TO DO => The data below is to be written out exactly, with no pictures.

INPUT RECORDS =>
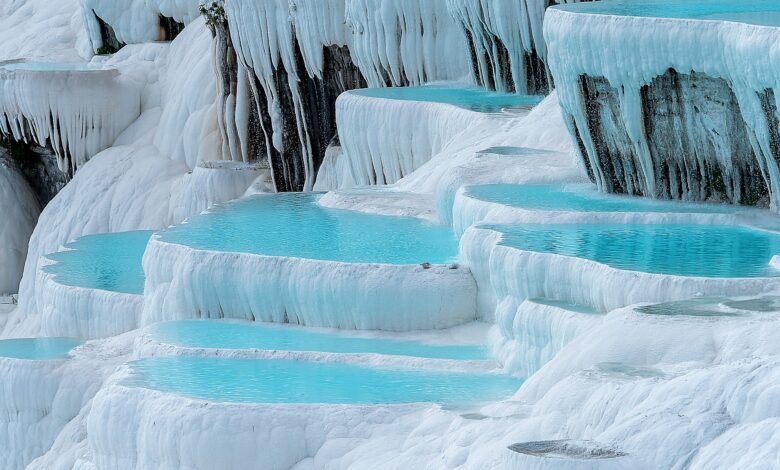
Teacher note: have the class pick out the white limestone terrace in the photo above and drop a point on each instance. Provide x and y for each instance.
(390, 42)
(387, 134)
(636, 54)
(289, 260)
(99, 105)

EXERCISE ANSWER =>
Teacher note: have the class pick out the white limestone terrace in the photo above and drop a point on each instance. Provide x and y for each instance.
(390, 42)
(387, 134)
(636, 54)
(289, 260)
(99, 105)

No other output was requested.